=== Aim of the task ===
Arrange the data as a Markdown table with the columns "Row" and "Data line", beginning at the line that contains "the green tree." and stopping after the last line of the data. Number each row and leave out blank lines.

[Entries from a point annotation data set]

--------------------------------

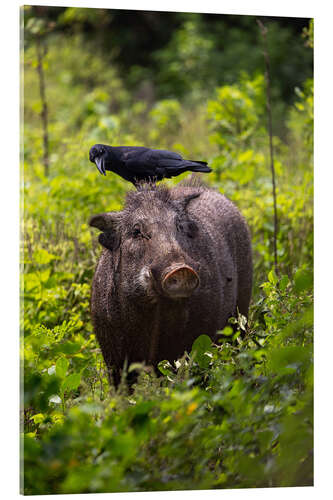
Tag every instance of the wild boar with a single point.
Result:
(176, 263)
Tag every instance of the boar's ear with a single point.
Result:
(109, 239)
(183, 202)
(106, 221)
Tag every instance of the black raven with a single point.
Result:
(139, 164)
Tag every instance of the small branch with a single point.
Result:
(270, 132)
(44, 113)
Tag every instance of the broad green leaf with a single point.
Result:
(61, 367)
(71, 382)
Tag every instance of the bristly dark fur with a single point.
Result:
(190, 225)
(148, 191)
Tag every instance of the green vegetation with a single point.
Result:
(232, 415)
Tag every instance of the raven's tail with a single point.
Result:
(198, 166)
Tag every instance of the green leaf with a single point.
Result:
(165, 367)
(303, 280)
(61, 367)
(200, 347)
(272, 278)
(71, 382)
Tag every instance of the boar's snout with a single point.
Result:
(180, 281)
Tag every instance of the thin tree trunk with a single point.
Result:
(270, 132)
(44, 113)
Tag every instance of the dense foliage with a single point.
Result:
(232, 415)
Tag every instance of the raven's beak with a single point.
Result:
(100, 165)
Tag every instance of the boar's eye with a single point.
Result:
(187, 227)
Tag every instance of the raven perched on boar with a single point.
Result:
(139, 164)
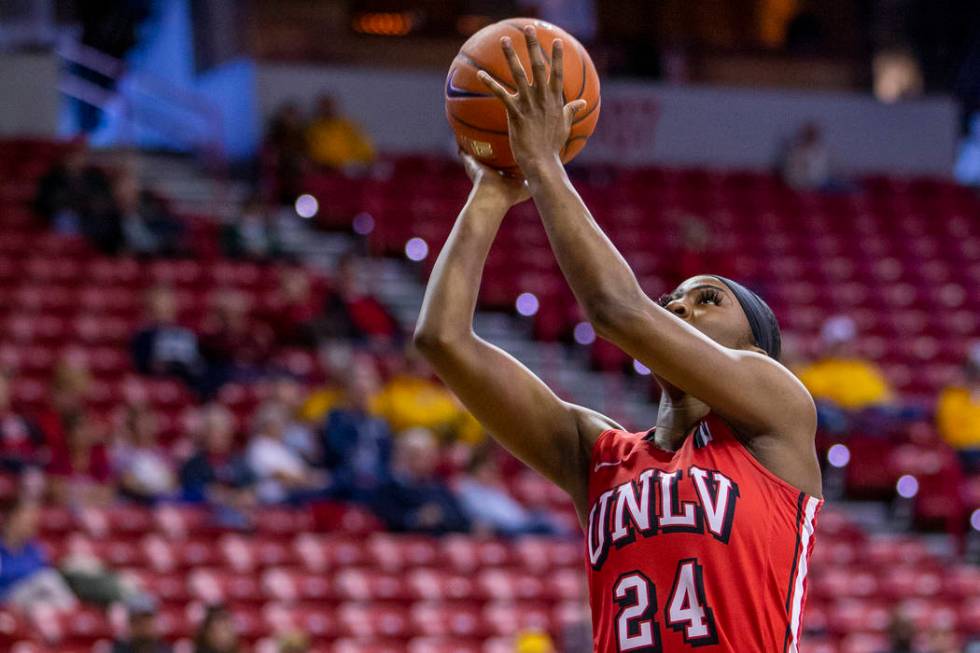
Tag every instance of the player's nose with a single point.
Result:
(679, 308)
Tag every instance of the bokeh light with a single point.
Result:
(416, 249)
(839, 455)
(907, 486)
(527, 304)
(584, 333)
(306, 206)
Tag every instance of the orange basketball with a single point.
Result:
(480, 119)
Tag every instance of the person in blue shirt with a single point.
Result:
(416, 499)
(356, 445)
(26, 577)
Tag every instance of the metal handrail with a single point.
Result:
(151, 86)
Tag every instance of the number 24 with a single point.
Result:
(685, 611)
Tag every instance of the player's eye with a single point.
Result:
(709, 296)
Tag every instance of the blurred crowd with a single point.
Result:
(297, 142)
(372, 427)
(853, 394)
(109, 205)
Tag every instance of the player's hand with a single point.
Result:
(490, 182)
(538, 118)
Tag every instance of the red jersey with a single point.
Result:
(701, 548)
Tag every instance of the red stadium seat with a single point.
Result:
(373, 620)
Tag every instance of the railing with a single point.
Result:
(143, 101)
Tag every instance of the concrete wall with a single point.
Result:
(646, 123)
(28, 95)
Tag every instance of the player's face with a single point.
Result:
(710, 307)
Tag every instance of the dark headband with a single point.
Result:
(762, 321)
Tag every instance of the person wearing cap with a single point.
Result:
(958, 411)
(839, 376)
(143, 633)
(723, 492)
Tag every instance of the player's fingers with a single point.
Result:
(572, 108)
(539, 68)
(557, 67)
(509, 99)
(516, 68)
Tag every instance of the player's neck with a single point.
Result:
(677, 415)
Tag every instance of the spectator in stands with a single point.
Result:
(27, 580)
(288, 392)
(806, 162)
(253, 234)
(335, 141)
(283, 475)
(337, 359)
(534, 641)
(163, 347)
(78, 467)
(411, 397)
(235, 346)
(285, 151)
(148, 227)
(216, 473)
(21, 442)
(415, 499)
(839, 380)
(143, 634)
(217, 633)
(958, 412)
(145, 470)
(295, 314)
(490, 507)
(352, 311)
(356, 444)
(74, 194)
(80, 473)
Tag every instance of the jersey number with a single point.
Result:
(685, 610)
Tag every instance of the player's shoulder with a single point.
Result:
(616, 443)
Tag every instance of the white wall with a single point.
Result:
(28, 95)
(640, 123)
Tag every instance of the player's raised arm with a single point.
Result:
(552, 436)
(745, 386)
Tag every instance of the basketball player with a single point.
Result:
(698, 530)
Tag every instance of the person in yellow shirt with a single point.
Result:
(337, 142)
(840, 377)
(411, 398)
(958, 411)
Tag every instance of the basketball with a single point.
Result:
(479, 119)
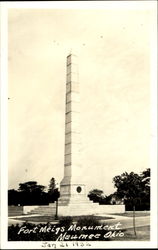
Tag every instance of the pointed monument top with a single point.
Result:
(71, 53)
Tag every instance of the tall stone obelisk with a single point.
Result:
(71, 187)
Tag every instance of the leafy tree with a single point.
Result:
(13, 197)
(53, 190)
(129, 187)
(31, 193)
(96, 195)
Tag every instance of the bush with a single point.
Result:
(66, 221)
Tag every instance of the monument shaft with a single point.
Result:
(71, 186)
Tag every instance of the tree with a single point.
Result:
(53, 190)
(13, 197)
(32, 194)
(96, 195)
(129, 187)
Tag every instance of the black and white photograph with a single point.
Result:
(78, 146)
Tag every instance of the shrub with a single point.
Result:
(65, 221)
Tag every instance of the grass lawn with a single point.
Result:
(143, 234)
(137, 214)
(52, 219)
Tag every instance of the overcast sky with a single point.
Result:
(113, 49)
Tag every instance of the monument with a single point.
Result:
(71, 187)
(73, 198)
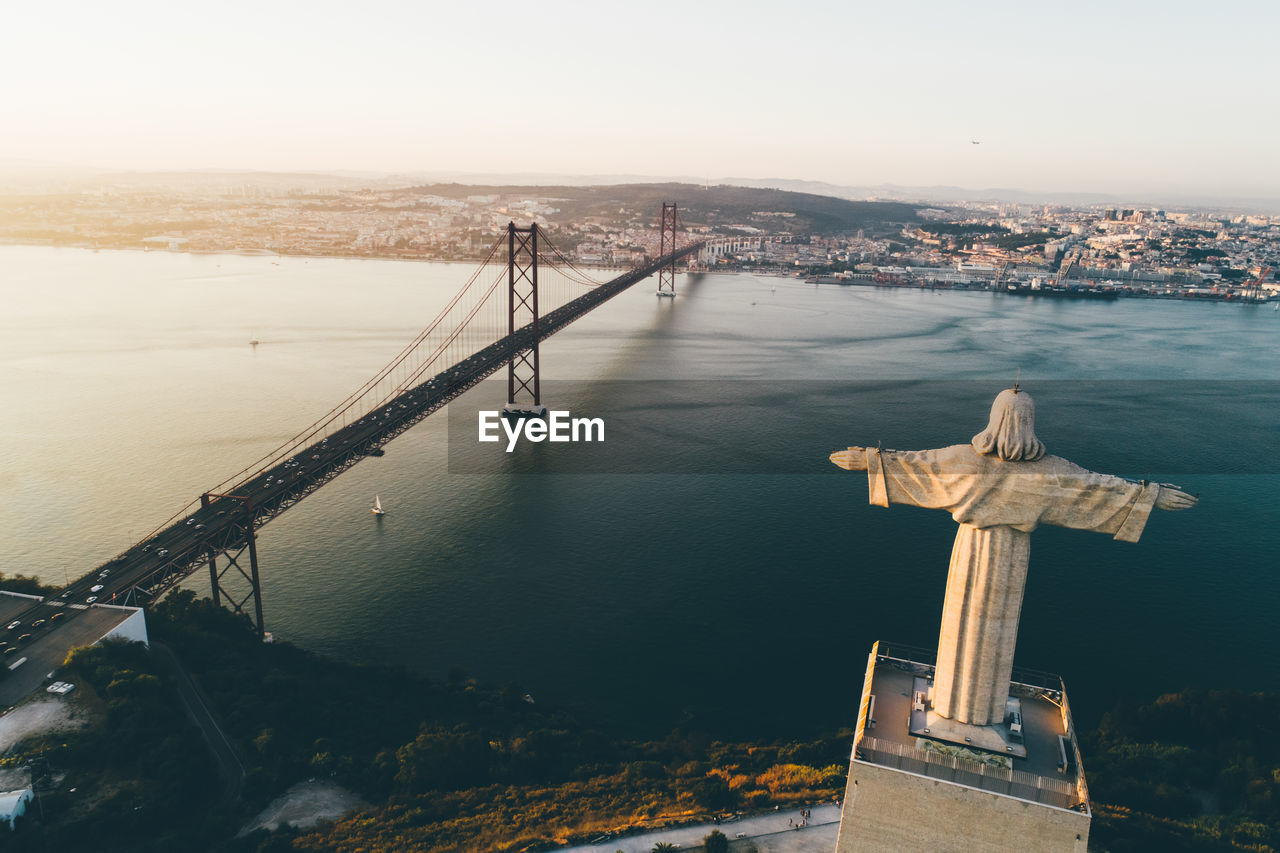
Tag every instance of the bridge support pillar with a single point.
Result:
(213, 562)
(667, 243)
(251, 576)
(524, 391)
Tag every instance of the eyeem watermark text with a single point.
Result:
(558, 427)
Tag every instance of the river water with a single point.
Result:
(705, 565)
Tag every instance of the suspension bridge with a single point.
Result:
(524, 291)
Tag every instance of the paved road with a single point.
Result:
(229, 766)
(763, 833)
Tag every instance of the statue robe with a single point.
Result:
(997, 505)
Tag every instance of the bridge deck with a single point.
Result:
(164, 559)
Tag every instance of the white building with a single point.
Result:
(13, 804)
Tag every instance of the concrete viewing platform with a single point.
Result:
(1031, 756)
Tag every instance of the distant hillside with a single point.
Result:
(722, 206)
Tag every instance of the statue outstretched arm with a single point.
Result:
(1173, 498)
(851, 460)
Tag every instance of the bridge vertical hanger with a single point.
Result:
(524, 393)
(251, 576)
(667, 245)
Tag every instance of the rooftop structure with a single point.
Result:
(915, 785)
(33, 660)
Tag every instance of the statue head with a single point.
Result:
(1011, 432)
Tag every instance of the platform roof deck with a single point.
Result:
(1038, 776)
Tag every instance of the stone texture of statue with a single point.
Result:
(999, 488)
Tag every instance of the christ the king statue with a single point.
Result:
(999, 487)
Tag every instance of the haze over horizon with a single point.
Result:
(1143, 99)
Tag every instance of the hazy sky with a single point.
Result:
(1111, 96)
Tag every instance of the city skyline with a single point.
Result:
(1142, 99)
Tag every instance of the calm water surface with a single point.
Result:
(743, 602)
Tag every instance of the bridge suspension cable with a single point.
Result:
(472, 319)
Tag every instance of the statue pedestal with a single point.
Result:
(913, 792)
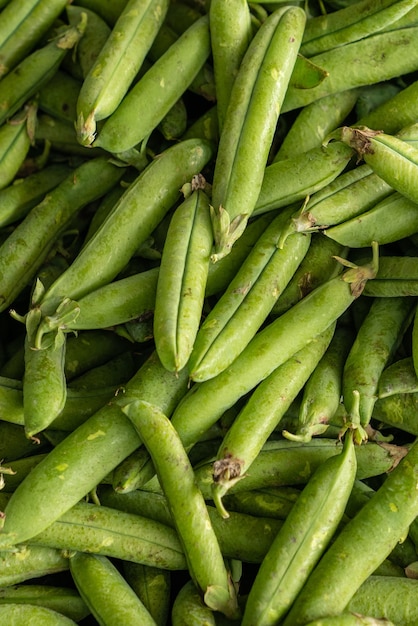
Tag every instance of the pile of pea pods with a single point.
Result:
(208, 312)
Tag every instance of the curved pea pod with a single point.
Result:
(378, 223)
(355, 22)
(187, 506)
(250, 122)
(28, 245)
(88, 454)
(352, 558)
(322, 392)
(182, 280)
(119, 60)
(25, 80)
(231, 33)
(376, 341)
(359, 63)
(260, 416)
(303, 538)
(163, 84)
(106, 592)
(23, 25)
(153, 587)
(291, 179)
(247, 302)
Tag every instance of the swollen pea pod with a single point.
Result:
(254, 107)
(163, 84)
(303, 538)
(182, 279)
(88, 454)
(376, 341)
(187, 506)
(114, 70)
(352, 558)
(28, 245)
(246, 303)
(25, 80)
(374, 59)
(106, 592)
(231, 33)
(153, 587)
(23, 24)
(260, 415)
(322, 392)
(360, 20)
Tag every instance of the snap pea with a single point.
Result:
(106, 592)
(352, 557)
(164, 83)
(303, 538)
(246, 303)
(250, 121)
(187, 506)
(119, 60)
(182, 280)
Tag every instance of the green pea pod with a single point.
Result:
(86, 455)
(182, 280)
(250, 122)
(35, 70)
(352, 558)
(163, 84)
(118, 62)
(231, 33)
(106, 592)
(360, 20)
(244, 306)
(23, 24)
(187, 506)
(28, 245)
(153, 587)
(260, 416)
(302, 539)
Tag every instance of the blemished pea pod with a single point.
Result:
(24, 251)
(315, 122)
(250, 122)
(88, 454)
(163, 84)
(374, 345)
(106, 592)
(360, 20)
(352, 558)
(25, 80)
(206, 402)
(246, 303)
(18, 198)
(303, 538)
(23, 25)
(182, 280)
(322, 392)
(378, 223)
(114, 70)
(187, 506)
(188, 608)
(61, 599)
(359, 63)
(153, 586)
(260, 416)
(231, 33)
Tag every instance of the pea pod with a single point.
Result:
(352, 557)
(187, 506)
(302, 539)
(249, 124)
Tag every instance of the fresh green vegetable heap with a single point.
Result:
(208, 304)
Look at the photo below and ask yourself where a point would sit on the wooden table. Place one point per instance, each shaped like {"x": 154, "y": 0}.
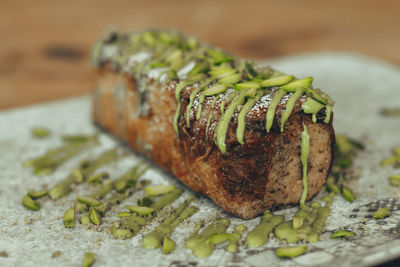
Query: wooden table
{"x": 44, "y": 47}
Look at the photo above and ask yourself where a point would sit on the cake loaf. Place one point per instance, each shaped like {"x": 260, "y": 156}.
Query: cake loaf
{"x": 224, "y": 126}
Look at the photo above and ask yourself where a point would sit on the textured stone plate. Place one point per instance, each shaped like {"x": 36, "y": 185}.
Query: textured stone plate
{"x": 360, "y": 86}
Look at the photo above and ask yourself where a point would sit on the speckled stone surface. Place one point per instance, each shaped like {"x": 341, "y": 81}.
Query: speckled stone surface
{"x": 359, "y": 85}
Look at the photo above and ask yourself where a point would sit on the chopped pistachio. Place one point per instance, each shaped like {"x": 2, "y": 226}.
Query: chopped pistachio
{"x": 85, "y": 220}
{"x": 78, "y": 174}
{"x": 316, "y": 94}
{"x": 30, "y": 204}
{"x": 124, "y": 214}
{"x": 396, "y": 151}
{"x": 56, "y": 254}
{"x": 141, "y": 210}
{"x": 382, "y": 213}
{"x": 88, "y": 259}
{"x": 390, "y": 161}
{"x": 79, "y": 138}
{"x": 240, "y": 86}
{"x": 221, "y": 72}
{"x": 94, "y": 216}
{"x": 230, "y": 80}
{"x": 145, "y": 202}
{"x": 97, "y": 178}
{"x": 69, "y": 218}
{"x": 214, "y": 90}
{"x": 331, "y": 185}
{"x": 38, "y": 194}
{"x": 395, "y": 180}
{"x": 291, "y": 252}
{"x": 347, "y": 193}
{"x": 277, "y": 81}
{"x": 88, "y": 201}
{"x": 342, "y": 233}
{"x": 158, "y": 189}
{"x": 168, "y": 245}
{"x": 121, "y": 233}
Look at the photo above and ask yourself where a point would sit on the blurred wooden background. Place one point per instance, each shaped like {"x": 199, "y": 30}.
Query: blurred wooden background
{"x": 45, "y": 44}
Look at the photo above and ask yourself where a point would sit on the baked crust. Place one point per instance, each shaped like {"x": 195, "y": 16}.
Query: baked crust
{"x": 263, "y": 173}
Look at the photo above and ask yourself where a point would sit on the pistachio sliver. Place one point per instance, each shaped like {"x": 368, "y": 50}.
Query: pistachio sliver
{"x": 141, "y": 210}
{"x": 88, "y": 259}
{"x": 342, "y": 233}
{"x": 124, "y": 214}
{"x": 199, "y": 68}
{"x": 241, "y": 86}
{"x": 94, "y": 216}
{"x": 230, "y": 80}
{"x": 78, "y": 175}
{"x": 40, "y": 132}
{"x": 97, "y": 178}
{"x": 315, "y": 93}
{"x": 221, "y": 72}
{"x": 91, "y": 202}
{"x": 389, "y": 161}
{"x": 69, "y": 218}
{"x": 290, "y": 252}
{"x": 158, "y": 189}
{"x": 168, "y": 245}
{"x": 85, "y": 220}
{"x": 381, "y": 213}
{"x": 277, "y": 81}
{"x": 347, "y": 193}
{"x": 214, "y": 90}
{"x": 30, "y": 204}
{"x": 395, "y": 180}
{"x": 293, "y": 86}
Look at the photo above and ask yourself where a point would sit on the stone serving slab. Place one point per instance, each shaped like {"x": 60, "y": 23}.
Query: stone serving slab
{"x": 360, "y": 86}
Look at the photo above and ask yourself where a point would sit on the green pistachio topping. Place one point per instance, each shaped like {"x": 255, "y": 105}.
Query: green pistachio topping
{"x": 272, "y": 108}
{"x": 94, "y": 216}
{"x": 38, "y": 194}
{"x": 298, "y": 84}
{"x": 140, "y": 210}
{"x": 290, "y": 105}
{"x": 240, "y": 86}
{"x": 305, "y": 152}
{"x": 200, "y": 243}
{"x": 181, "y": 58}
{"x": 277, "y": 81}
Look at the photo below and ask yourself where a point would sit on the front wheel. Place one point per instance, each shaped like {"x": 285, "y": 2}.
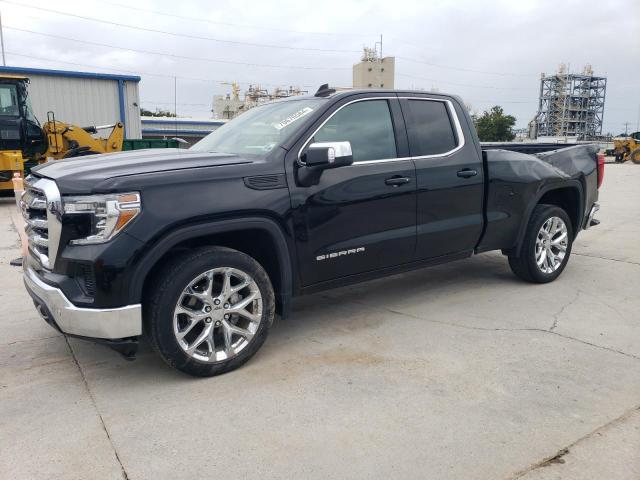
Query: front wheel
{"x": 546, "y": 246}
{"x": 209, "y": 311}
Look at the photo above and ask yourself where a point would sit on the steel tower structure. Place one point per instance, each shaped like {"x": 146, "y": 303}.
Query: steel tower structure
{"x": 571, "y": 105}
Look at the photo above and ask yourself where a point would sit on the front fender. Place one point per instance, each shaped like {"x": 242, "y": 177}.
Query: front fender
{"x": 189, "y": 232}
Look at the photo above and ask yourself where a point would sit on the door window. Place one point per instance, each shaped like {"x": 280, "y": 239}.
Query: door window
{"x": 430, "y": 129}
{"x": 9, "y": 100}
{"x": 367, "y": 125}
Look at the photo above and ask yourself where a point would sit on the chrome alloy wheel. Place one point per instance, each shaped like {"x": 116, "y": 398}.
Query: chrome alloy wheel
{"x": 218, "y": 314}
{"x": 551, "y": 245}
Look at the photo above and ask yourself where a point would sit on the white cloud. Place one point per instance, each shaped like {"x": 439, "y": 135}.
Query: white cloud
{"x": 517, "y": 38}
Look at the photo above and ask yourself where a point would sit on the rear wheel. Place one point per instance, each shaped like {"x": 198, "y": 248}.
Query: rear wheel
{"x": 546, "y": 246}
{"x": 210, "y": 311}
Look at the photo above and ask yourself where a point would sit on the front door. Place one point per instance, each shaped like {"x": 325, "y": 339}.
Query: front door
{"x": 360, "y": 217}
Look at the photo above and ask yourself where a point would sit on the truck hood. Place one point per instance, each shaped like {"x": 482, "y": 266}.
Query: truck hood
{"x": 82, "y": 173}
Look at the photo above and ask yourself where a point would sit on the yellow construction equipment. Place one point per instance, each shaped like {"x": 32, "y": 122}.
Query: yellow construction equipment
{"x": 627, "y": 148}
{"x": 24, "y": 141}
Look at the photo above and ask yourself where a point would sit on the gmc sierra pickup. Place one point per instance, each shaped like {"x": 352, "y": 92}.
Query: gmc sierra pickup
{"x": 199, "y": 249}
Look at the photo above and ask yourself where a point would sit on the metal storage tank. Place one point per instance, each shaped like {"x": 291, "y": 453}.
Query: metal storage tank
{"x": 84, "y": 98}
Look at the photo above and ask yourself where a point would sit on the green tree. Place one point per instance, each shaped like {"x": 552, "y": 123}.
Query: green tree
{"x": 494, "y": 125}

--------------------------------

=== Output of the task ===
| Row | Data line |
|---|---|
| 1 | Look at the photo above and ask yourself where a point would sit on the green tree. Place one point per instance, each shaped like {"x": 552, "y": 123}. |
| 2 | Query: green tree |
| 3 | {"x": 494, "y": 125} |